LESETEXT:
■ ■ ■ ■ ■

Neu "übersetzt" vom Deutschen ins Deutsche: Der "Simplizissimus" von Grimmelshausen


Bunt, wild, roh, amüsant

"Simplicissimus" neu übersetzt

Von Harald Loch *


Der Dreißigjährige Krieg hat das Schlachtfeld Deutschland so verheert, dass es von der allgemeinen europäischen Entwicklung für über hundert Jahre abgekoppelt war. Der »Simplicissimus« des Zeitgenossen und Kriegsteilnehmers Grimmelshausen ist 1669 erschienen und »verkaufte sich noch hundert Jahre lang besser als jedes andere bedeutende Buch«, schreibt Nicholas Boyle, Literaturhistoriker aus Cambridge. Im »Simplicissimus« hören wir »für viele Jahre zum letzten Mal die Stimme einer freien und wagemutigen Mittelschicht, die davon überzeugt ist, dass zwar unser letztliches Schicksal vielleicht nicht in unseren Händen liegt, aber auch nicht in denen eines anderen und dass es an uns liegt, daraus zu machen, was wir können.«

Die Literaturwissenschaft hat den im frühen Neuhochdeutsch verfassten Roman in diverse Schubläden gezwängt: Vom Bindeglied zwischen Parzival zu Wilhelm Meister bis zum Propheten des Dritten Reiches gehen die Versuche, dem ersten großen deutschen Roman Etiketten aufzunötigen.

■ ■ ■ ■ ■

AUFGABENSTELLUNG:
Beantworten Sie anhand des Lesetexts kurz diese drei Fragen:
(a) In welchem Jahr ist der »Simplicissimus« erschienen?
(b) Woher stammt der Literaturhistoriker Nicholas Boyle?
(c) In welcher Sprachstufe wurde der Roman verfasst?

■ ■ ■ ■ ■

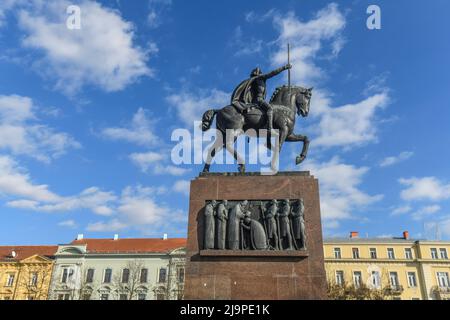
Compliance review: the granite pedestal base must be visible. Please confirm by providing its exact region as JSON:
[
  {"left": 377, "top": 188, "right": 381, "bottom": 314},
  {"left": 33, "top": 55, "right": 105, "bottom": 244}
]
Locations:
[{"left": 184, "top": 172, "right": 326, "bottom": 300}]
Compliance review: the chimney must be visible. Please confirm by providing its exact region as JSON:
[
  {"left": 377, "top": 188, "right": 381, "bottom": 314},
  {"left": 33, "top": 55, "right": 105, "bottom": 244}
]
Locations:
[{"left": 350, "top": 231, "right": 359, "bottom": 239}]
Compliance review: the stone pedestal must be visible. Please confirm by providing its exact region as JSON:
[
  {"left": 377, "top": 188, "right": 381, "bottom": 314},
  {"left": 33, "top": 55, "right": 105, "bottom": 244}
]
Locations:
[{"left": 185, "top": 172, "right": 326, "bottom": 300}]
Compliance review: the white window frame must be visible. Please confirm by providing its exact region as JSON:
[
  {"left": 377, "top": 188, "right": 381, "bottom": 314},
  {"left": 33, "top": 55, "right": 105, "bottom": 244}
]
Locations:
[
  {"left": 405, "top": 248, "right": 413, "bottom": 260},
  {"left": 389, "top": 271, "right": 400, "bottom": 287},
  {"left": 353, "top": 270, "right": 362, "bottom": 288},
  {"left": 139, "top": 268, "right": 148, "bottom": 283},
  {"left": 84, "top": 268, "right": 95, "bottom": 283},
  {"left": 386, "top": 248, "right": 395, "bottom": 260},
  {"left": 5, "top": 273, "right": 16, "bottom": 287},
  {"left": 60, "top": 266, "right": 75, "bottom": 283},
  {"left": 430, "top": 248, "right": 439, "bottom": 260},
  {"left": 352, "top": 247, "right": 361, "bottom": 260},
  {"left": 333, "top": 247, "right": 342, "bottom": 259},
  {"left": 334, "top": 270, "right": 345, "bottom": 286},
  {"left": 102, "top": 267, "right": 113, "bottom": 283},
  {"left": 436, "top": 271, "right": 450, "bottom": 288},
  {"left": 371, "top": 270, "right": 381, "bottom": 289},
  {"left": 30, "top": 272, "right": 39, "bottom": 287},
  {"left": 406, "top": 271, "right": 417, "bottom": 288}
]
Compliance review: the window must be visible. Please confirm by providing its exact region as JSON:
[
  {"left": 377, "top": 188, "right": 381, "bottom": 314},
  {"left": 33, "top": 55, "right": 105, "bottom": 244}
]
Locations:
[
  {"left": 336, "top": 270, "right": 345, "bottom": 286},
  {"left": 388, "top": 248, "right": 395, "bottom": 259},
  {"left": 81, "top": 293, "right": 92, "bottom": 300},
  {"left": 61, "top": 267, "right": 75, "bottom": 283},
  {"left": 156, "top": 293, "right": 166, "bottom": 300},
  {"left": 389, "top": 272, "right": 399, "bottom": 288},
  {"left": 405, "top": 248, "right": 412, "bottom": 259},
  {"left": 30, "top": 272, "right": 38, "bottom": 287},
  {"left": 122, "top": 269, "right": 130, "bottom": 283},
  {"left": 100, "top": 293, "right": 109, "bottom": 300},
  {"left": 86, "top": 269, "right": 94, "bottom": 283},
  {"left": 103, "top": 268, "right": 112, "bottom": 283},
  {"left": 437, "top": 272, "right": 450, "bottom": 288},
  {"left": 408, "top": 272, "right": 417, "bottom": 288},
  {"left": 371, "top": 271, "right": 381, "bottom": 289},
  {"left": 138, "top": 293, "right": 147, "bottom": 300},
  {"left": 352, "top": 248, "right": 359, "bottom": 259},
  {"left": 353, "top": 271, "right": 362, "bottom": 288},
  {"left": 140, "top": 269, "right": 148, "bottom": 283},
  {"left": 158, "top": 268, "right": 167, "bottom": 283},
  {"left": 177, "top": 268, "right": 184, "bottom": 283},
  {"left": 6, "top": 274, "right": 16, "bottom": 287},
  {"left": 430, "top": 248, "right": 438, "bottom": 259},
  {"left": 334, "top": 248, "right": 341, "bottom": 259}
]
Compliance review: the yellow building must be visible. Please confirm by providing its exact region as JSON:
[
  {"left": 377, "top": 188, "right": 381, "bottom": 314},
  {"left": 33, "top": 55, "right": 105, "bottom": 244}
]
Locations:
[
  {"left": 324, "top": 231, "right": 450, "bottom": 300},
  {"left": 0, "top": 246, "right": 57, "bottom": 300}
]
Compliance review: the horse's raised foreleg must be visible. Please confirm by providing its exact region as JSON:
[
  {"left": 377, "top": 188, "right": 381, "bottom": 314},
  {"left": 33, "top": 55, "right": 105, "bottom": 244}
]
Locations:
[
  {"left": 225, "top": 136, "right": 245, "bottom": 173},
  {"left": 203, "top": 135, "right": 224, "bottom": 172},
  {"left": 286, "top": 133, "right": 309, "bottom": 164}
]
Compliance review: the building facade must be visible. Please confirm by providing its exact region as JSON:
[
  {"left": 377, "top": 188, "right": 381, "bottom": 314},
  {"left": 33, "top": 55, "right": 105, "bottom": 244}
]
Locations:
[
  {"left": 324, "top": 232, "right": 450, "bottom": 300},
  {"left": 49, "top": 237, "right": 186, "bottom": 300},
  {"left": 0, "top": 246, "right": 57, "bottom": 300}
]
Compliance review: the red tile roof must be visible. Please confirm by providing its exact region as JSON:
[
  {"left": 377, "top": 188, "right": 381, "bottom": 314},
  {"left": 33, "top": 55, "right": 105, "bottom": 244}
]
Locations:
[
  {"left": 0, "top": 246, "right": 58, "bottom": 261},
  {"left": 71, "top": 238, "right": 186, "bottom": 253}
]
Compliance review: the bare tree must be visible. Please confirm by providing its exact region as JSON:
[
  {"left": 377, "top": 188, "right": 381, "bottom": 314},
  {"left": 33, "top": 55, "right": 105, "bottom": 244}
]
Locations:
[
  {"left": 113, "top": 260, "right": 144, "bottom": 300},
  {"left": 327, "top": 281, "right": 400, "bottom": 300}
]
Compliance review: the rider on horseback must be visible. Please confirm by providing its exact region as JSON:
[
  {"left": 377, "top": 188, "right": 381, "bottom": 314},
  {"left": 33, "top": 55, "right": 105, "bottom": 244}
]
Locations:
[{"left": 231, "top": 64, "right": 292, "bottom": 132}]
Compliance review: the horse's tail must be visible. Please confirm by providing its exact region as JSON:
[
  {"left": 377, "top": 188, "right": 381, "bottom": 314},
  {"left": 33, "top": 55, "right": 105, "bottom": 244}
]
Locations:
[{"left": 202, "top": 109, "right": 218, "bottom": 131}]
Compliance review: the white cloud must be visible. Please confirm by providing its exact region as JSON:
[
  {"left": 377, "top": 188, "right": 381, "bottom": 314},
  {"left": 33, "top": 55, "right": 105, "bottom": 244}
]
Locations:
[
  {"left": 271, "top": 3, "right": 346, "bottom": 85},
  {"left": 0, "top": 156, "right": 179, "bottom": 231},
  {"left": 0, "top": 95, "right": 81, "bottom": 163},
  {"left": 305, "top": 157, "right": 383, "bottom": 220},
  {"left": 173, "top": 180, "right": 191, "bottom": 196},
  {"left": 380, "top": 151, "right": 414, "bottom": 167},
  {"left": 101, "top": 108, "right": 159, "bottom": 146},
  {"left": 0, "top": 156, "right": 61, "bottom": 202},
  {"left": 412, "top": 204, "right": 441, "bottom": 220},
  {"left": 87, "top": 186, "right": 186, "bottom": 233},
  {"left": 399, "top": 177, "right": 450, "bottom": 201},
  {"left": 86, "top": 219, "right": 127, "bottom": 232},
  {"left": 312, "top": 92, "right": 389, "bottom": 147},
  {"left": 147, "top": 0, "right": 172, "bottom": 29},
  {"left": 230, "top": 26, "right": 264, "bottom": 56},
  {"left": 58, "top": 220, "right": 78, "bottom": 229},
  {"left": 391, "top": 205, "right": 412, "bottom": 216},
  {"left": 130, "top": 151, "right": 164, "bottom": 172},
  {"left": 166, "top": 89, "right": 231, "bottom": 128},
  {"left": 19, "top": 0, "right": 153, "bottom": 94}
]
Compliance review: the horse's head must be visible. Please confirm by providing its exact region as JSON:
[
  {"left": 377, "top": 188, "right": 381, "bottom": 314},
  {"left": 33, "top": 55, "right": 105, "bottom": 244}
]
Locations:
[{"left": 295, "top": 87, "right": 313, "bottom": 117}]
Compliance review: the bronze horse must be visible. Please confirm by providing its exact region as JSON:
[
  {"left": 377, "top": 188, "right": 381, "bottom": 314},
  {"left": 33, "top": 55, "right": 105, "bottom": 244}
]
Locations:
[{"left": 202, "top": 86, "right": 313, "bottom": 173}]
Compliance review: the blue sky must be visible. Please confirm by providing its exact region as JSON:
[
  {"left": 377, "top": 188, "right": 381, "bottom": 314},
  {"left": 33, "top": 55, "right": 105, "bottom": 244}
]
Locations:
[{"left": 0, "top": 0, "right": 450, "bottom": 245}]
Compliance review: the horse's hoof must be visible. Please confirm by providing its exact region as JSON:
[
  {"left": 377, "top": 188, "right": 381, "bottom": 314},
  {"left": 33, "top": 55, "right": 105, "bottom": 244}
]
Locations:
[{"left": 295, "top": 156, "right": 306, "bottom": 165}]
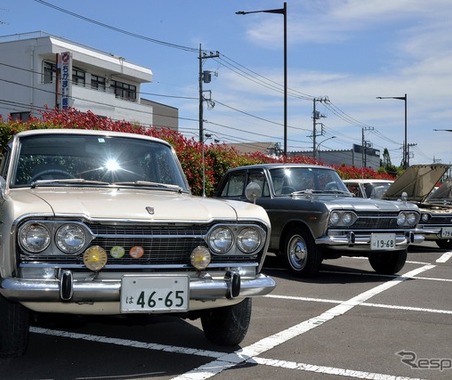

■ ■ ■ ■ ■

AUSGABE:
(a) 1669
(b) Aus Cambridge
(c) Im frühen Neuhochdeutsch